:: What you need to do ::
Rewrite all of the records below, replacing "Target" with "Object" and leaving everything else unchanged.

:: Records for the task ::
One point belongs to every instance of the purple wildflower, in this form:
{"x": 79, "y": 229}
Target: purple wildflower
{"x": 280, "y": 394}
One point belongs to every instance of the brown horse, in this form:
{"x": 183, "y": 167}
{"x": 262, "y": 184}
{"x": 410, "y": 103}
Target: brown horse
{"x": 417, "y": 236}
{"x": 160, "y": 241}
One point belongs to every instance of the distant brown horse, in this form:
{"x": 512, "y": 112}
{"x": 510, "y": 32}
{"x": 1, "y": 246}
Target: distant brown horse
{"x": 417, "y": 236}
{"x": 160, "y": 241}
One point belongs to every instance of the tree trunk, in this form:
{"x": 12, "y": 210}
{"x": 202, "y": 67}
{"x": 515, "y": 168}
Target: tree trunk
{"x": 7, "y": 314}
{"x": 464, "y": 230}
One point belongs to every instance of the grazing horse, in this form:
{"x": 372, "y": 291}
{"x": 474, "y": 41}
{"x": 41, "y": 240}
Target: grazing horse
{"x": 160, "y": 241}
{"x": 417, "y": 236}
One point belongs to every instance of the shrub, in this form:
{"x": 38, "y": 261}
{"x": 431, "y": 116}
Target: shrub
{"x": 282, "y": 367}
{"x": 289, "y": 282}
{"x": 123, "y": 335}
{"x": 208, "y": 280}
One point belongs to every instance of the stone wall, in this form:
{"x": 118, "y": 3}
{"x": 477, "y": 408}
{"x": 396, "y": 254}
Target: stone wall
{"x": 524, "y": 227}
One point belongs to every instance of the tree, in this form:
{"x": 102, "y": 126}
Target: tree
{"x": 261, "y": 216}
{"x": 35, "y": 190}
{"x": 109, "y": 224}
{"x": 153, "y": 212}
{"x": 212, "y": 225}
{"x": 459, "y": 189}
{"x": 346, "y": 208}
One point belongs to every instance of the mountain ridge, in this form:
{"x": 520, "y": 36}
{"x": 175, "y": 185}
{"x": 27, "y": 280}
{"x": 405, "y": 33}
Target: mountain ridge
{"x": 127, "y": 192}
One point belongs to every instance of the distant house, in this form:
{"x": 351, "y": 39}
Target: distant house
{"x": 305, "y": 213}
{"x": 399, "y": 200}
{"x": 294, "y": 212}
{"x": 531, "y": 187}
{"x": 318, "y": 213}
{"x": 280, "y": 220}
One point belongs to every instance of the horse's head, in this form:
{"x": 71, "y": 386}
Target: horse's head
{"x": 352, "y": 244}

:: Solution for this task ::
One point belongs to every instance of the purple wildflower, in this form:
{"x": 79, "y": 229}
Object: purple wildflower
{"x": 280, "y": 394}
One point belongs to every instance of the brown horse, in this form:
{"x": 183, "y": 167}
{"x": 262, "y": 184}
{"x": 410, "y": 103}
Object: brown horse
{"x": 417, "y": 236}
{"x": 160, "y": 241}
One point belongs to every instance of the distant brown horse, in this form:
{"x": 512, "y": 112}
{"x": 510, "y": 32}
{"x": 1, "y": 246}
Object: distant brown horse
{"x": 417, "y": 236}
{"x": 160, "y": 241}
One point belongs to every instance of the tree trunk, in this form:
{"x": 12, "y": 210}
{"x": 202, "y": 67}
{"x": 515, "y": 168}
Object: tree trunk
{"x": 7, "y": 314}
{"x": 464, "y": 230}
One point belongs to every instance of the grazing horse, in this form:
{"x": 372, "y": 291}
{"x": 474, "y": 41}
{"x": 41, "y": 240}
Object: grazing horse
{"x": 160, "y": 241}
{"x": 417, "y": 236}
One point belongs to every instance of the shrub, in this form:
{"x": 38, "y": 261}
{"x": 431, "y": 116}
Object: shrub
{"x": 282, "y": 367}
{"x": 289, "y": 282}
{"x": 123, "y": 335}
{"x": 208, "y": 280}
One point belongs to every instance of the stone wall, in this form:
{"x": 118, "y": 3}
{"x": 477, "y": 408}
{"x": 396, "y": 254}
Object: stone wall
{"x": 524, "y": 227}
One point belongs to every instance of the tree, in this form:
{"x": 102, "y": 126}
Object: tree
{"x": 261, "y": 216}
{"x": 35, "y": 190}
{"x": 109, "y": 224}
{"x": 153, "y": 212}
{"x": 212, "y": 225}
{"x": 459, "y": 189}
{"x": 346, "y": 208}
One point belongs to every instance of the mountain ridge, in this form:
{"x": 520, "y": 36}
{"x": 175, "y": 185}
{"x": 27, "y": 280}
{"x": 405, "y": 33}
Object: mountain ridge
{"x": 127, "y": 192}
One point belongs to every instance of the distant house, in this form:
{"x": 351, "y": 39}
Object: distant house
{"x": 305, "y": 213}
{"x": 399, "y": 200}
{"x": 294, "y": 212}
{"x": 531, "y": 187}
{"x": 318, "y": 213}
{"x": 280, "y": 220}
One point belongs to every instance of the horse's head, in this form:
{"x": 71, "y": 386}
Object: horse's head
{"x": 352, "y": 244}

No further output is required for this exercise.